▶ **Exercise passage**
——
What is the 100,000 Genomes Project?

The three-year project, launched by the Prime Minister earlier this year, will transform diagnosis and treatment for patients with cancer and rare diseases.

The initiative involves collecting and decoding 100,000 human genomes – complete sets of people’s genes – that will enable scientists and doctors to understand more about specific conditions.

The project has the potential to transform the future of healthcare.  It could improve the prediction and prevention of disease, enable new and more precise diagnostic tests, and allow personalisation of drugs and other treatments to specific genetic variants.

Some participating patients will benefit because a conclusive diagnosis can be reached for a rare and inherited disease more quickly, or because a treatment for cancer can be targeted at the particular genetic change that is present in the cancer. But for a number of patients, the benefit will be in the improvement in our knowledge of the influence of genetics on disease and how it is expressed in an individual, how other people can be helped with similar diseases in the future, and how different types of tests can be developed to detect changes beyond the genome.
——
▶ **What needs to be done**
Reproduce the passage about the 100,000 Genomes Project word for word.
——
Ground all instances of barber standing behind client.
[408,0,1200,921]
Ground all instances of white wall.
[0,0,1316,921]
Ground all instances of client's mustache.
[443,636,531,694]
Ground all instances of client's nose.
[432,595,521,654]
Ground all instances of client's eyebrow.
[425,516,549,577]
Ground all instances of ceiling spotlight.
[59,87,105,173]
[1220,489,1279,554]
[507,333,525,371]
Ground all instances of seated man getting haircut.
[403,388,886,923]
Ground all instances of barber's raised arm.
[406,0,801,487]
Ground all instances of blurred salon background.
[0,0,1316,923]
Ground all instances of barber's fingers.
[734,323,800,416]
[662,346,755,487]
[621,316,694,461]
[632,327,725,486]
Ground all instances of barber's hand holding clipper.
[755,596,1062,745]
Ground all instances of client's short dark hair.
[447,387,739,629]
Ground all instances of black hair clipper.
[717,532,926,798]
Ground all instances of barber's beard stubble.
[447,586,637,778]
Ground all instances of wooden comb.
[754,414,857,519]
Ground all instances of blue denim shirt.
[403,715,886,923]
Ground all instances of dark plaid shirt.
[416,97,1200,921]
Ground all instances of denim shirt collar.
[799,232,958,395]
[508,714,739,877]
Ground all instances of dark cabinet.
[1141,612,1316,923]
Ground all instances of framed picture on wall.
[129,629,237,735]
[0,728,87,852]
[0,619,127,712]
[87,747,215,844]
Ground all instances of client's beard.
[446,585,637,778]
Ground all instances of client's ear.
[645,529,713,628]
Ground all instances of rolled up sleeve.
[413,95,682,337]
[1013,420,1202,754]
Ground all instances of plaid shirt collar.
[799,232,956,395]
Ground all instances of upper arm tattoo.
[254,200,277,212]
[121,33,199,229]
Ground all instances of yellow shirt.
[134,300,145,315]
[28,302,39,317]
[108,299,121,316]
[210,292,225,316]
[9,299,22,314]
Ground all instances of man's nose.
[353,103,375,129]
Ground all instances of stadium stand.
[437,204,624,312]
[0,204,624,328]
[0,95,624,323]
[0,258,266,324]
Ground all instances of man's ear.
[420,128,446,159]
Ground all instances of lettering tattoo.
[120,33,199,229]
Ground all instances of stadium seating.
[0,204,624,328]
——
▶ **Solution below**
What is the 100,000 Genomes Project?

The three-year project, launched by the Prime Minister earlier this year, will transform diagnosis and treatment for patients with cancer and rare diseases.

The initiative involves collecting and decoding 100,000 human genomes – complete sets of people’s genes – that will enable scientists and doctors to understand more about specific conditions.

The project has the potential to transform the future of healthcare.  It could improve the prediction and prevention of disease, enable new and more precise diagnostic tests, and allow personalisation of drugs and other treatments to specific genetic variants.

Some participating patients will benefit because a conclusive diagnosis can be reached for a rare and inherited disease more quickly, or because a treatment for cancer can be targeted at the particular genetic change that is present in the cancer. But for a number of patients, the benefit will be in the improvement in our knowledge of the influence of genetics on disease and how it is expressed in an individual, how other people can be helped with similar diseases in the future, and how different types of tests can be developed to detect changes beyond the genome.